Parts of the exercise:
• a. In the text on cybersecurity, what did the 2021 hack of Colonial Pipeline cause across the south-east United States?
• b. Write the next part of the text on cybersecurity, picking up after its last sentence.

Passage given:

Cybersecurity affects our personal information
With online shopping so prominent, stealing our personal information has never been easier. Phishing attacks can trick users into giving away personal info. Spyware can make its way onto user’s machines, stealing passwords and credit card numbers through key logging. Hackers can even watching users through their webcam, recording them in their most private spaces. Weak passwords can result in accounts being compromised, and information stolen. All of these attacks can result in violations of privacy, and even identity theft.
Other common ways of stealing info don’t even target the user directly. Often, the servers that store their information are targeted. Databases of users’ passwords, card numbers, and social security numbers can be compromised and sold on the dark web.
Oftentimes these data breaches occur due to lack of proper security. In 2017, credit company Equifax was hacked due to a vulnerability in one of their servers which remained unpatched, despite the fact that a patch was available, welovesecurity reports. The result: millions of people’s Personally Identifying Information (PII), including social security numbers, were stolen by threat actors. The data collected during breaches such as this can be sold on the dark web and used to commit identity theft.
Cybersecurity affects our nation’s critical infrastructure
In 2021, gas giant Colonial Pipeline was hacked, causing widespread gas shortages across the south-east United States. This hack was possible due to basic security practices not being followed: a lack of multi factor authentication, unused accounts not being removed, and leaked passwords, according to GovTech.
The attackers gained access to Colonial’s systems, encrypting them with ransomware, bringing much of the company’s operations to a halt. Security flaws resulted in gas shortages across the country.
It could have happened again.
It was revealed in 2023 that Russian hackers came close to infiltrating a number of US power plants and natural gas facilities with malware shortly after the start of the War in Ukraine. Although this threat has been neutralized, the malware was, in the words of the CEO of cybersecurity firm Dragos, a “state-level, wartime capability” threat.

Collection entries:
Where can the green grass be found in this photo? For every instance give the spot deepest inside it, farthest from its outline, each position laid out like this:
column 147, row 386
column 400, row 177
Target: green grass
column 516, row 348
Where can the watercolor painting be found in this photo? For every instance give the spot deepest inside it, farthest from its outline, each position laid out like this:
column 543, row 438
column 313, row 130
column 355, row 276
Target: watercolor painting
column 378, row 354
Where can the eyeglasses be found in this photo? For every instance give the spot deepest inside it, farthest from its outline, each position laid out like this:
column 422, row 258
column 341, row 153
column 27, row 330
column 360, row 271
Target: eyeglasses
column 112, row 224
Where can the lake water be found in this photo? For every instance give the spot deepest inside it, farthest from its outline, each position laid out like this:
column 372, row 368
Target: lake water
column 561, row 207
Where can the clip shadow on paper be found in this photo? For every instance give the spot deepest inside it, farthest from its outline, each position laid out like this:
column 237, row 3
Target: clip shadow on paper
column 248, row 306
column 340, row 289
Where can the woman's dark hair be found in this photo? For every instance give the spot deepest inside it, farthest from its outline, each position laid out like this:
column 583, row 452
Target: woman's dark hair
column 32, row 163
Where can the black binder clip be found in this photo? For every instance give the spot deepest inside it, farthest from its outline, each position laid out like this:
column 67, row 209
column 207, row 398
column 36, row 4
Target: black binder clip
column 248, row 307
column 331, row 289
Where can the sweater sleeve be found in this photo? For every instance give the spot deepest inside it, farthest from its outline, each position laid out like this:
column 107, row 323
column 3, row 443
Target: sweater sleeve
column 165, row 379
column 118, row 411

Results for each task:
• a. Widespread gas shortages.

• b.
Cybersecurity affects our national security
If cybersecurity can affect personal finances, and critical infrastructure of our country, how much more important is it for our national security? Nation states like Russia, China, and North Korea have invested huge sums of money into their cyber capabilities. These nations often sponsor hacking groups, or simply work with criminal groups, to target the infrastructure of enemy nations.
The War in Ukraine has shown just how influential cyber is in modern warfare. Cyberattacks, especially ransomware and DDoS attacks, have been used by both Russia and Ukraine to disrupt virtually every sector of the other side’s economy, including energy and financial sectors. The Cyber Peace Institute discusses how both Russia and Ukraine have attacked each other in cyber space over the course of the war.
Cybersecurity affects our entire society
Computers aren’t going anywhere, and neither are the threats that seek to exploit them to hurt us. In fact, the threats are increasing, and so are our vulnerabilities. IoT is integrating digital information into our homes and vehicles, and AI promises to make machines intelligent, yet both of these create a whole new world of security and privacy concerns. Technology is becoming more powerful, and therefore more useful, but also more dangerous.